> **Extracted data**:
== Segment start ==
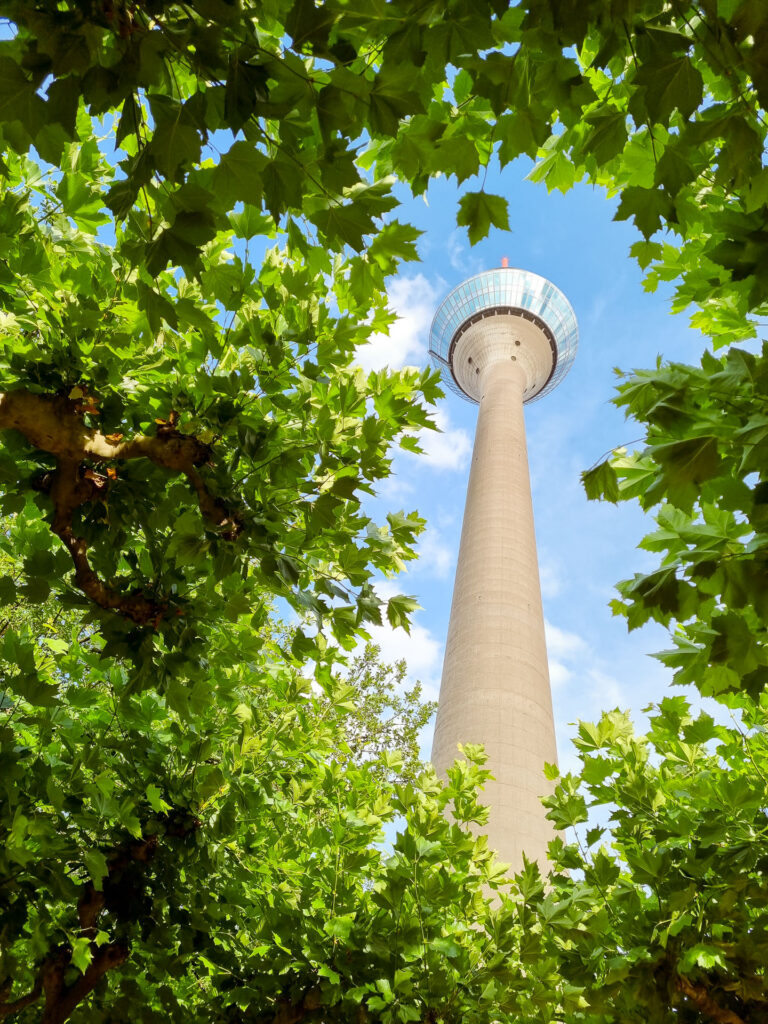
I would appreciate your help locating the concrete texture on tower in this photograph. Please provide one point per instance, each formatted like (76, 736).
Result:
(503, 338)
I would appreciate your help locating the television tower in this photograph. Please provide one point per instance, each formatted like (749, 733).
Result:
(501, 339)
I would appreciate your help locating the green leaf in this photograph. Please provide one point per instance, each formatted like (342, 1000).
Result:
(399, 609)
(478, 211)
(601, 482)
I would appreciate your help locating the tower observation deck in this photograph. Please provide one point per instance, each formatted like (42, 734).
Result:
(502, 339)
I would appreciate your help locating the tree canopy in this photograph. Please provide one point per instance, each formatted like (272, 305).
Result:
(197, 224)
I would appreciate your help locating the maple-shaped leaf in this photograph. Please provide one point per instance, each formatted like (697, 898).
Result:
(478, 211)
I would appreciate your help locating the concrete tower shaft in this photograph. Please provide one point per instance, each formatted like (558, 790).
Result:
(496, 688)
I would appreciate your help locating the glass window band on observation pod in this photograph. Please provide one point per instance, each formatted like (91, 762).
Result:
(511, 291)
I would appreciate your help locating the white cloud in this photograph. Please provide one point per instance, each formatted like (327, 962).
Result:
(559, 674)
(563, 645)
(415, 300)
(446, 448)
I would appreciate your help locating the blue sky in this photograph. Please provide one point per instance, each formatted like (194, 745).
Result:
(584, 547)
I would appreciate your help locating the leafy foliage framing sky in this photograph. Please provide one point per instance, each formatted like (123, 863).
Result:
(188, 441)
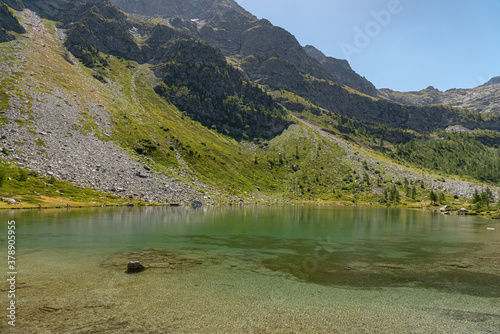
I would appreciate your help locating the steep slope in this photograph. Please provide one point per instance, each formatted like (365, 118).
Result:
(272, 57)
(484, 98)
(342, 72)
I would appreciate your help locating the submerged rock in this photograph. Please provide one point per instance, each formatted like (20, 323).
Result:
(134, 267)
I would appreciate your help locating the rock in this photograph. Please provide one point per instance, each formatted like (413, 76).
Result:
(135, 267)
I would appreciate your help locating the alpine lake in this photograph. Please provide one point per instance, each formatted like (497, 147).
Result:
(253, 269)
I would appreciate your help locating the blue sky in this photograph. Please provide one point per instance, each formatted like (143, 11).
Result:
(399, 44)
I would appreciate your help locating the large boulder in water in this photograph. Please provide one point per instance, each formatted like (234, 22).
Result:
(135, 267)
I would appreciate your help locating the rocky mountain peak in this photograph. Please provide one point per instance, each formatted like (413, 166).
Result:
(190, 9)
(342, 71)
(493, 81)
(314, 53)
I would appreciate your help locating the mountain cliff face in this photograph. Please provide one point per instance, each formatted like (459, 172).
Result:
(8, 23)
(342, 72)
(255, 43)
(271, 56)
(484, 98)
(205, 99)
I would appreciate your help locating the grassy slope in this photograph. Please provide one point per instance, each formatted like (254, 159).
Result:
(297, 165)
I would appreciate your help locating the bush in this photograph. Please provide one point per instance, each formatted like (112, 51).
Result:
(2, 177)
(22, 175)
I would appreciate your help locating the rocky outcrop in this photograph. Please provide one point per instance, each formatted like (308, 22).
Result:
(342, 72)
(8, 23)
(484, 98)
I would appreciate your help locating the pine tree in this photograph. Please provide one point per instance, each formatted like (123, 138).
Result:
(441, 198)
(476, 198)
(413, 192)
(433, 197)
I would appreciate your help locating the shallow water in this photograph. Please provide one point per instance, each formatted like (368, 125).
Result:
(254, 270)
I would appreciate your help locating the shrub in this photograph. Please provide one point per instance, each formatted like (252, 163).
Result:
(22, 175)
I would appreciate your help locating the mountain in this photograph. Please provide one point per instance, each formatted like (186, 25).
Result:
(484, 98)
(8, 24)
(174, 101)
(342, 72)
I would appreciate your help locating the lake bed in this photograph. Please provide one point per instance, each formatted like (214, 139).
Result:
(255, 270)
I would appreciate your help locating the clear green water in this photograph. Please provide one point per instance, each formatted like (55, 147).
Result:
(255, 269)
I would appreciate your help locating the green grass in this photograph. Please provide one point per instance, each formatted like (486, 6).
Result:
(33, 189)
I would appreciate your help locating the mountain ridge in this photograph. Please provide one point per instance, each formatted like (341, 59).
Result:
(161, 114)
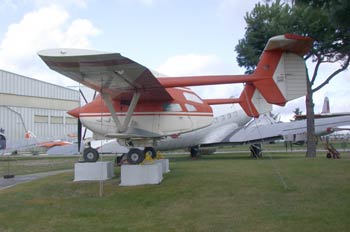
== Segment end ==
> **What is expected**: In transcribing the lines above, omit the images and keep all else exact.

> **Exercise answer**:
I would appreciate your help locating the concrete texture on tower in this photograph. Please provide one point per instance, each formatted like (76, 736).
Result:
(503, 338)
I would appreciate your help locating the television tower in this photograph. Please provide one point per instance, each formatted like (749, 733).
Result:
(501, 339)
I would appreciate your help locating the green leaf in this photograph. Please provide one point per instance, each formatted like (342, 1000).
Result:
(399, 609)
(478, 211)
(601, 482)
I would appreciate your help locating the tower observation deck in this photograph. Please provide one point per instance, each formatted like (42, 734).
Result:
(502, 339)
I would appreciate your help locating the tree canopy in this photograph. Please provide one point per instance, each formatted like (272, 305).
Result:
(197, 224)
I would appreciate your help locating the maple-shaped leaf in this photograph. Please provide one point per instance, each formatted like (697, 898).
Result:
(478, 211)
I would appreciate your help locating the concrete tower shaft in this photograph. Please provide one point per instance, each formatted like (558, 790).
Result:
(496, 688)
I would appreciate your help locating the glass window band on observation pod in this photograph. Please provide one point per instance, each formatted like (91, 762).
Result:
(511, 291)
I would appreciate your help locating the white cloud in this photograph. Please provide one point per instance, each formatted like (327, 962).
Result:
(559, 674)
(563, 645)
(415, 300)
(446, 448)
I would appreciate your help locating the blue sky in this photograph. Please provide one point per instance, each formatted like (194, 745).
Result:
(584, 547)
I would appreciate your help locating the leafy foliage framing sky in this photograph. Please provide one point per instance, each formatted like (123, 863).
Result:
(188, 441)
I would appreciate your help locating the steep slope in this photograph. Please provide one point per instance, each formatted like (365, 118).
Result:
(272, 57)
(484, 98)
(342, 72)
I would appreciate your help locating the submerged rock in this photograph. Please provide one point per instance, each formatted like (20, 323).
Result:
(134, 267)
I would appreciate your help locating the rock in this photograph. Please provide one point per instance, each formatted like (413, 76).
Result:
(135, 267)
I would appreciate your help locating the alpine lake in this photograph. Please provide one point per instance, each formatted like (497, 147).
Result:
(253, 269)
I would appreciate your help locating the blue sky in this photograph. Please provide one point per instance, each formatted like (143, 11).
Result:
(399, 44)
I would appreciate your help locating the large boulder in water in this photograph. Please provide one point per instance, each formatted like (234, 22).
Result:
(135, 267)
I would appreciate your help locating the rocky mountain peak in this photograph. Please provide one point per instance, each formatted like (413, 166).
Result:
(190, 9)
(342, 71)
(493, 81)
(314, 53)
I would appreciate your help locating the mountain cliff face in this photograph. Please provide one point per instance, each formatted like (459, 172).
Result:
(8, 23)
(342, 72)
(255, 43)
(271, 56)
(484, 98)
(205, 99)
I would appreciate your help locating the grassy slope in this photograph. Please provide one point per instance, each formatted like (254, 159).
Result:
(297, 165)
I would appreciate your help locating the bush in this photograph. Please provide one point per instance, each formatted like (112, 51).
Result:
(2, 177)
(22, 175)
I would appreciate your help locating the rocky outcrop in this photograph. Please provide one point per instance, each formatted like (308, 22).
Result:
(342, 72)
(8, 23)
(484, 98)
I would appreciate your help locating the pine tree in this photograph. Please provide one point per instance, each formatted like (123, 138).
Result:
(441, 198)
(476, 198)
(413, 192)
(433, 197)
I would appreciate your help locating the shallow water in this photograph. Please provide one point per instance, each formatted like (368, 125).
Result:
(254, 270)
I would appreciate your help locating the shrub in this photograph. Please provide one point per instance, each formatted like (252, 163).
Result:
(22, 175)
I would appreciate your help locating the mountain in this photograph. Please provide one point per instance, each formatted like (186, 25).
Result:
(484, 98)
(8, 24)
(174, 101)
(342, 72)
I would appreciate your help locating the lake bed in this photograph. Please provide one point per instance, each formatted like (214, 139).
Result:
(255, 270)
I would appreciate your help locating the clear green water in this photograph. Please provide one point per instance, each formatted like (55, 147).
Result:
(255, 269)
I would appreciate your help locating the green grass in this photograph. Please provide one point per instance, each formatted like (486, 6).
Result:
(33, 189)
I would appreciate your help locating the mountain ridge in this photograph. Please provide one point per instance, each formatted like (341, 59).
Result:
(161, 114)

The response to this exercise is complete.